Excerpted text:
[Start of Attachment]
National Gallery of Art, Washington, D.C., has a ‘Sense of Humor’
The National Gallery of Art in Washington, D.C., has opened a new exhibition that celebrates “the rich, yet often overlooked, tradition of humor on paper.” Reminding us that humans are capable of laughter, Sense of Humor chronicles how the graphic arts have captured our fundamental desire to be amused.
Left: Robert Crumb, Zap, no. 1, 1968, paperback with half-tone and offset lithographic illustrations, Gift of William and Abigail Gerdts, 2014.
Popular culture has cheerfully tapped into this desire. Singin’ in the Rain (1952) perhaps said it best in the song, “Make ‘Em Laugh/Don’t you know ev’ryone wants to laugh?” (Words & lyrics by Nacio Herb Brown and Arthur Freed) While “high arts” like painting and sculpture have rarely considered humor a worthy subject, popular culture has never felt such restraint and has always reached out to far wider audiences than one-off paintings or sculpture.
[End of Attachment]
(Stored records)
[Start of Attachment]
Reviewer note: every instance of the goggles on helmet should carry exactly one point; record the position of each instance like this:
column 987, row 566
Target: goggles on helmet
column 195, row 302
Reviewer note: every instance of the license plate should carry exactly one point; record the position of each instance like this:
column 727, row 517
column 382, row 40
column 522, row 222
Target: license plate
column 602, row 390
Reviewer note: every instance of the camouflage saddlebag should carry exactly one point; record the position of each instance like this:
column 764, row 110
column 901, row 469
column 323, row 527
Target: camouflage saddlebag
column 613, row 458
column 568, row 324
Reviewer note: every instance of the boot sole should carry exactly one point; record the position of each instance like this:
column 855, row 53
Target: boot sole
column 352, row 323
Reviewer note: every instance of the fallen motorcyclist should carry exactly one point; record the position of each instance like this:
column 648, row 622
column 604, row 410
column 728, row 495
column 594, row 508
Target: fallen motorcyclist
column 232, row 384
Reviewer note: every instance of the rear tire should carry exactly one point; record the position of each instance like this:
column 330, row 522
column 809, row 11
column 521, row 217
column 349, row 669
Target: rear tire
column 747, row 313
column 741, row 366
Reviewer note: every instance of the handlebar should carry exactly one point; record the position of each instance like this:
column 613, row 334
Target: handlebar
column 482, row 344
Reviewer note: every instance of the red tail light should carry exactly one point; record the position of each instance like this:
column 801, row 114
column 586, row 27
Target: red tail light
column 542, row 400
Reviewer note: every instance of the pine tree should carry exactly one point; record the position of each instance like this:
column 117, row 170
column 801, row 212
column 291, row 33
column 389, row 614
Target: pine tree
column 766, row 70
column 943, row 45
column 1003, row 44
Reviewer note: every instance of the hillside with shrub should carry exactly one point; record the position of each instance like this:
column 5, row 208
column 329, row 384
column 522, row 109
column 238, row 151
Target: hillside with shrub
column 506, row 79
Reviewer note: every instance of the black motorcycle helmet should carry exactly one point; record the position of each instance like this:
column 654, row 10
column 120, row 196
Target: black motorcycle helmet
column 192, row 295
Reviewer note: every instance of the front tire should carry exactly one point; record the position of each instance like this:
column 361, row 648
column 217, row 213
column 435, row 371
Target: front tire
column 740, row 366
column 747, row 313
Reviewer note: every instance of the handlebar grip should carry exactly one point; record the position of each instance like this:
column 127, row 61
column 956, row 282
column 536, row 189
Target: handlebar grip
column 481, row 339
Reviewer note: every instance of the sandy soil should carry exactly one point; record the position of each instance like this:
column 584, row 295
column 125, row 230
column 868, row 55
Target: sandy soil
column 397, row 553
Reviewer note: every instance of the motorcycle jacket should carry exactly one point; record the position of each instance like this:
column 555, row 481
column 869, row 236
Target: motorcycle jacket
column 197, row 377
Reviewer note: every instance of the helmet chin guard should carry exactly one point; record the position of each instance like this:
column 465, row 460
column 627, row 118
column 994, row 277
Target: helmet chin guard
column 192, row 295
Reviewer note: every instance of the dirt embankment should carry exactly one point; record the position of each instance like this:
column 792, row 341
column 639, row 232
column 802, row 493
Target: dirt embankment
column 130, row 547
[End of Attachment]
[Start of Attachment]
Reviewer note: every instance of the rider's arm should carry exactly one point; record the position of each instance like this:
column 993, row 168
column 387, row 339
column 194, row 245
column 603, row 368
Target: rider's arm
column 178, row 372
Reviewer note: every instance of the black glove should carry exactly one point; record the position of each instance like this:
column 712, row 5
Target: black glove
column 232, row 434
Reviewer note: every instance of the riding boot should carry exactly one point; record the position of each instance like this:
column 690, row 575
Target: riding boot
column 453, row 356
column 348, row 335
[End of Attachment]
Assigned task 1: Reproduce the stretch of the article on the National Gallery of Art's humor exhibition from "Popular culture has cheerfully" through "paintings or sculpture.".
Assigned task 2: In the article on the National Gallery of Art's humor exhibition, who are credited with the words and lyrics of "Make 'Em Laugh"?
Assigned task 3: Pick up the article on the National Gallery of Art's humor exhibition after its last sentence and continue writing it.

Expected answer 1:
Popular culture has cheerfully tapped into this desire. Singin’ in the Rain (1952) perhaps said it best in the song, “Make ‘Em Laugh/Don’t you know ev’ryone wants to laugh?” (Words & lyrics by Nacio Herb Brown and Arthur Freed) While “high arts” like painting and sculpture have rarely considered humor a worthy subject, popular culture has never felt such restraint and has always reached out to far wider audiences than one-off paintings or sculpture.

Expected answer 2: Nacio Herb Brown and Arthur Freed

Expected answer 3:
The desire for ever-wider audiences has constantly sparked new platforms of technology. This was as true in the fifteenth century when technology allowed print-making to be a mass-produced art, as it has been in modern times, when technology consistently facilitated the collaboration between humor and the rise of a mass audience. America’s commercial radio in the late 1920s and ‘30s owed much of its success to the popularity of such comedy shows as “The Goldbergs,” “Fibber McGee and Molly,” and “Burns and Allen.” In the late 1940s, television owed its initial success to slapstick comedy: who could resist guffawing when Milton Berle got a pie in the face, or giggling when Jack Benny tried to play the violin? Today, viral videos of cats being silly fuel the giant social media engine.
Drawn from the National Gallery’s collections, Sense of Humor is organized chronologically in three galleries, starting with early caricatures of the Renaissance, moving to eighteenth and nineteenth century English and French satire, and finishing with provocative comics associated with the American counterculture in the 1960s.
In the first gallery, the exhibition shows that the fifteenth century “saw the emergence of many kinds of humorous images,” with caricature serving as “the inevitable counterpart to the Renaissance study of natural appearance.” Broad exaggeration and parody were featured, with themes often trumpeting the violent contrast between high ideals—political, religious, and ethical—and the reality of everyday life. The “Ship of Fools” and archetypal antiheroes were often recurring motifs: in Pieter van der Heyden’s 1559 engraving, The Ship of Fools (above, right) is shown as a parody of the Christian church and depicts it as a decrepit vessel with a feeble pilot and dissolute passengers of prostitutes and their customers.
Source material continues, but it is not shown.